Task to complete
Switch every "ring" to "loop" in all the records below and write them out again with nothing else changed, leaving out the pictures.

Raw records
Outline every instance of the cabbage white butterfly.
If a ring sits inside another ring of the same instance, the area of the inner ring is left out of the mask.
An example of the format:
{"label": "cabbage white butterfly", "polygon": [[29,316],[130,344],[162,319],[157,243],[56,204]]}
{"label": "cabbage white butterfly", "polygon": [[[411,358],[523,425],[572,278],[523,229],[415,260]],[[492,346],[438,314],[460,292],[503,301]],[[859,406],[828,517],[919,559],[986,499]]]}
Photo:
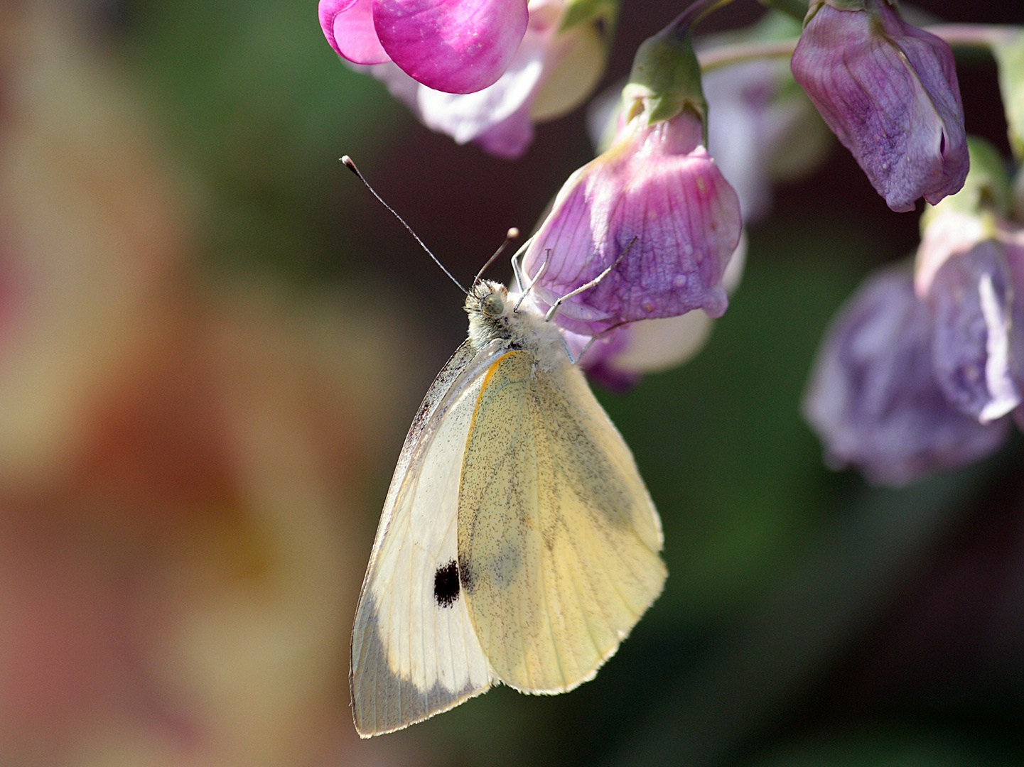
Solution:
{"label": "cabbage white butterfly", "polygon": [[541,313],[516,274],[518,296],[477,275],[469,337],[398,457],[352,629],[362,737],[499,682],[577,687],[665,582],[633,456],[549,322],[557,304]]}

Full response
Outline every instance of the cabbage white butterfly.
If a loop sits inside another loop of the same instance, the area of the inner loop is left out of the mask.
An example of the format:
{"label": "cabbage white butterfly", "polygon": [[29,316],[130,344],[162,319],[157,243],[56,204]]}
{"label": "cabbage white butterfly", "polygon": [[[411,358],[523,425],[572,278],[523,229],[415,260]],[[492,346],[438,314],[460,292],[503,301]],[[859,406],[828,517],[919,559],[986,499]]]}
Photo:
Solution:
{"label": "cabbage white butterfly", "polygon": [[541,313],[516,274],[518,296],[477,275],[469,337],[398,457],[352,629],[362,737],[499,682],[577,687],[665,582],[633,456],[549,322],[557,304]]}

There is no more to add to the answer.